(Extracted records)
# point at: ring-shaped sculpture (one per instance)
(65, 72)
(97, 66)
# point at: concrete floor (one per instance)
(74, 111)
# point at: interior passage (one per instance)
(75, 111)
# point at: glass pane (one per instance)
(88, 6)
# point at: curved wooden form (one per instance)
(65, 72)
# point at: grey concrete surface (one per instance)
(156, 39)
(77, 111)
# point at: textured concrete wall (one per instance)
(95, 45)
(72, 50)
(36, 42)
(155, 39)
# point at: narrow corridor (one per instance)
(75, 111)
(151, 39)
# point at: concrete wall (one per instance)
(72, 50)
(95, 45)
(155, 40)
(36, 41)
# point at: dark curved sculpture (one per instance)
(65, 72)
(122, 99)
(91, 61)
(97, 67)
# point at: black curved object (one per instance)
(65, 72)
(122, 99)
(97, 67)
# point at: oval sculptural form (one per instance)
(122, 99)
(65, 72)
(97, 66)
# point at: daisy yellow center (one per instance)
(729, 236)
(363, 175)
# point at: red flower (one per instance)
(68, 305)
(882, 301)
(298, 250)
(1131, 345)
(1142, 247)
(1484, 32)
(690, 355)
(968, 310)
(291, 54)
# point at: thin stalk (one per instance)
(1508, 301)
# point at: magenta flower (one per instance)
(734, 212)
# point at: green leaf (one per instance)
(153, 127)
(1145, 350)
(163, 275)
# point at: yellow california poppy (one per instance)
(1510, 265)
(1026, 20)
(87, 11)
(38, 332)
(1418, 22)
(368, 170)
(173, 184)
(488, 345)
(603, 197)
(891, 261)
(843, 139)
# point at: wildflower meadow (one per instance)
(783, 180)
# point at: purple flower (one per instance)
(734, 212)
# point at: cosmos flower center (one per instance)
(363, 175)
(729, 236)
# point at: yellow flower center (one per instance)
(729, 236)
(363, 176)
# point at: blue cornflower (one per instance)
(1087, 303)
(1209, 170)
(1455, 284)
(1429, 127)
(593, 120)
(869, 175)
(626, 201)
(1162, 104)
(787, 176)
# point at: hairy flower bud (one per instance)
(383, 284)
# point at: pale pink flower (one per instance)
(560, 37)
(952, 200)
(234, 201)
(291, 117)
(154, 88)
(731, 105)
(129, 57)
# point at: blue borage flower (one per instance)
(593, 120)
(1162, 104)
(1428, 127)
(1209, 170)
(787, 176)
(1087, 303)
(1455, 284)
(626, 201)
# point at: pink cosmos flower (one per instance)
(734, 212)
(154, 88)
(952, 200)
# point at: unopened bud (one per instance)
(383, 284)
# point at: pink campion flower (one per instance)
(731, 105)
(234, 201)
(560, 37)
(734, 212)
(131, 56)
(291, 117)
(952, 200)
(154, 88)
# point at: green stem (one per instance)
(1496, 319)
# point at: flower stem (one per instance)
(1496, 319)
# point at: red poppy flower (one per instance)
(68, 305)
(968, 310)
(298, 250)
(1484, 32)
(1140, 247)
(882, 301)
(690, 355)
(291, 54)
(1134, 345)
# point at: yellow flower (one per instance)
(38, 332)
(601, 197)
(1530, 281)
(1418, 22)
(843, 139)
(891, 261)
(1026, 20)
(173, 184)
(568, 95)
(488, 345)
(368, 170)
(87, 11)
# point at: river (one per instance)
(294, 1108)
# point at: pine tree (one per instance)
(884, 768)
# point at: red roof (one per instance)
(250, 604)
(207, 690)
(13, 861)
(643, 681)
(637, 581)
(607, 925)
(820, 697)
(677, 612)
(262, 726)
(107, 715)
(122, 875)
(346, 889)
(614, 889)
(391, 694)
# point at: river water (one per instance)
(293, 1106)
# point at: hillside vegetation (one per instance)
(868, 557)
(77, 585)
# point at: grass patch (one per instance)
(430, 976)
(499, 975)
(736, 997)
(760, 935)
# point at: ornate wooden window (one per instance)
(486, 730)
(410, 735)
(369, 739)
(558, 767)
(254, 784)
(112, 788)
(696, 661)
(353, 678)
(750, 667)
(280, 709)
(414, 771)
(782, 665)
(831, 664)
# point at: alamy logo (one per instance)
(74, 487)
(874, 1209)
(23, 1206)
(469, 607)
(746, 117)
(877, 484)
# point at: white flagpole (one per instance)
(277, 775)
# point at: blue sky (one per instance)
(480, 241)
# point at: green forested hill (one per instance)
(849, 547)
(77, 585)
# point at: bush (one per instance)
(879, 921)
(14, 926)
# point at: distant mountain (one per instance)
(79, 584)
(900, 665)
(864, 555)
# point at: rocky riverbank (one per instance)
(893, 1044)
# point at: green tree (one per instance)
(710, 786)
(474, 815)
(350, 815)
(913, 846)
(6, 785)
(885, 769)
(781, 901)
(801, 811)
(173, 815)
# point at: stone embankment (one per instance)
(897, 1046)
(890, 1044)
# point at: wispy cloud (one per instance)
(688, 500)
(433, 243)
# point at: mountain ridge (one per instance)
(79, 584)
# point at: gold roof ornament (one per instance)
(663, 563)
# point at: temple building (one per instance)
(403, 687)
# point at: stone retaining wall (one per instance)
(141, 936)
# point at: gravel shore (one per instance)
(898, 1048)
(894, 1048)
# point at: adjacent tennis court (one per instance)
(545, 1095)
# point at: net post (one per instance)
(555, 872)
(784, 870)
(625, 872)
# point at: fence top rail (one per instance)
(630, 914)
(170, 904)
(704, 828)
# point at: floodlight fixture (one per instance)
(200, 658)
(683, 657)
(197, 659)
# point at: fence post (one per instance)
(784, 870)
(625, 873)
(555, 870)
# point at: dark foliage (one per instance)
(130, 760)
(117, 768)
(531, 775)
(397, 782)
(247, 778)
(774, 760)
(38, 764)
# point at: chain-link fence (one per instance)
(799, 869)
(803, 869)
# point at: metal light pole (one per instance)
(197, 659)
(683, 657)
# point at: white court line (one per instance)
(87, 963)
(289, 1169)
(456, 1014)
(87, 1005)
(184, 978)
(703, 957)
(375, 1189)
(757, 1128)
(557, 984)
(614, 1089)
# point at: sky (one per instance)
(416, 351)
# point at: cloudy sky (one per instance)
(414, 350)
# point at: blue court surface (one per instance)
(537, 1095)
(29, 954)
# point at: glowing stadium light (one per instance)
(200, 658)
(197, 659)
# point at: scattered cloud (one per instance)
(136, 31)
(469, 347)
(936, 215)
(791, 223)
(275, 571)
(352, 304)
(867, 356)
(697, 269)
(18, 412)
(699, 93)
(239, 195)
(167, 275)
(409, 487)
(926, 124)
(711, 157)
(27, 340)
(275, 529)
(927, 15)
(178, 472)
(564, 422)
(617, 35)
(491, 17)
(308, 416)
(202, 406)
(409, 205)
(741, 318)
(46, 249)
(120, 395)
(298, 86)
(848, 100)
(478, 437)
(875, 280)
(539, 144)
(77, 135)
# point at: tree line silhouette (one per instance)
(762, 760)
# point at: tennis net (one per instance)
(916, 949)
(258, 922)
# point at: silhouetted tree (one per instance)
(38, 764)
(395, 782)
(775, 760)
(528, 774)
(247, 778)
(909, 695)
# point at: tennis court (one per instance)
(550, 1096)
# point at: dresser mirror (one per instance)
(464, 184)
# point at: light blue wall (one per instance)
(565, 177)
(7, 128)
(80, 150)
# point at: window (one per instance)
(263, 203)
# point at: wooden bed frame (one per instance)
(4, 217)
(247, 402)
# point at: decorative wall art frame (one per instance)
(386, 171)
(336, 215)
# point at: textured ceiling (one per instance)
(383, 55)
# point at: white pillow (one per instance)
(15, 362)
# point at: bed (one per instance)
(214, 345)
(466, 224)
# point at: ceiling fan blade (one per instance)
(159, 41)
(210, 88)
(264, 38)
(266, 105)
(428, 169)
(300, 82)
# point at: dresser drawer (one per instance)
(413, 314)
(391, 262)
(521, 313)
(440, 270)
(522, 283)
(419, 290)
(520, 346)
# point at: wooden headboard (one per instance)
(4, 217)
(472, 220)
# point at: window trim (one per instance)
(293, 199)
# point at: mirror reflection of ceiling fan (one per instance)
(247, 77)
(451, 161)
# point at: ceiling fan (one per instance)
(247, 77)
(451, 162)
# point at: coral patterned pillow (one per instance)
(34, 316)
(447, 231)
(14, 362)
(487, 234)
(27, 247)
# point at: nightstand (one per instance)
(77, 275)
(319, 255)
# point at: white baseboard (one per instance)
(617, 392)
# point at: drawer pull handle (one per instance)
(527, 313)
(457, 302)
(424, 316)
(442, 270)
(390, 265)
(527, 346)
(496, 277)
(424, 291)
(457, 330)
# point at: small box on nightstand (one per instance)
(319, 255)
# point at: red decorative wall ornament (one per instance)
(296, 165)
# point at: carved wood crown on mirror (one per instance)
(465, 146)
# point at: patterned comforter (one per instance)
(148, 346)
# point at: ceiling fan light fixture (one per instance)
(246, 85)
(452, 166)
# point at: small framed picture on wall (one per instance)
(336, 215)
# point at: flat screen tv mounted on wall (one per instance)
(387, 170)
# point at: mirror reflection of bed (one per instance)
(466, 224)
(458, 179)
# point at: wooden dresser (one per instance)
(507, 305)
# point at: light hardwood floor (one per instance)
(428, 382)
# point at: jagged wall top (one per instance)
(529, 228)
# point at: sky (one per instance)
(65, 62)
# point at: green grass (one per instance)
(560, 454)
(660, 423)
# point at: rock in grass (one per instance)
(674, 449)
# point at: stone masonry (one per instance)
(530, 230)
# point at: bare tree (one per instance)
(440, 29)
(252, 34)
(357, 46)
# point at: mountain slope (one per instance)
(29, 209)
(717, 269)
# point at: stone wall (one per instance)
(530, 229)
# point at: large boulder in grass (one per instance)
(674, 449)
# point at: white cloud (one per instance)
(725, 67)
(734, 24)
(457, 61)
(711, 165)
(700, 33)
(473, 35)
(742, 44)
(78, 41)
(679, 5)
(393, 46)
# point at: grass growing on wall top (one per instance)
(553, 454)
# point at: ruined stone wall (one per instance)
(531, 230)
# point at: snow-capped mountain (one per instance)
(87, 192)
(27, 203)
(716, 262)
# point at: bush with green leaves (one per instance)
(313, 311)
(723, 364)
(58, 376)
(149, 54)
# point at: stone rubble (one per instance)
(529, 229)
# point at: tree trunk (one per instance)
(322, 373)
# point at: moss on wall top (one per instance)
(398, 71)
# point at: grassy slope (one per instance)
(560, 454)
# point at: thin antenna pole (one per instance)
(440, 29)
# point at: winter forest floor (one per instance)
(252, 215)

• PROBLEM TO SOLVE
Write out, please, only the lines from the one with "# point at: thin antenna" through the last line above, both included and unchanged.

• TASK SOLUTION
# point at: thin antenna pole (one per instance)
(440, 29)
# point at: winter forest floor (one per instance)
(252, 215)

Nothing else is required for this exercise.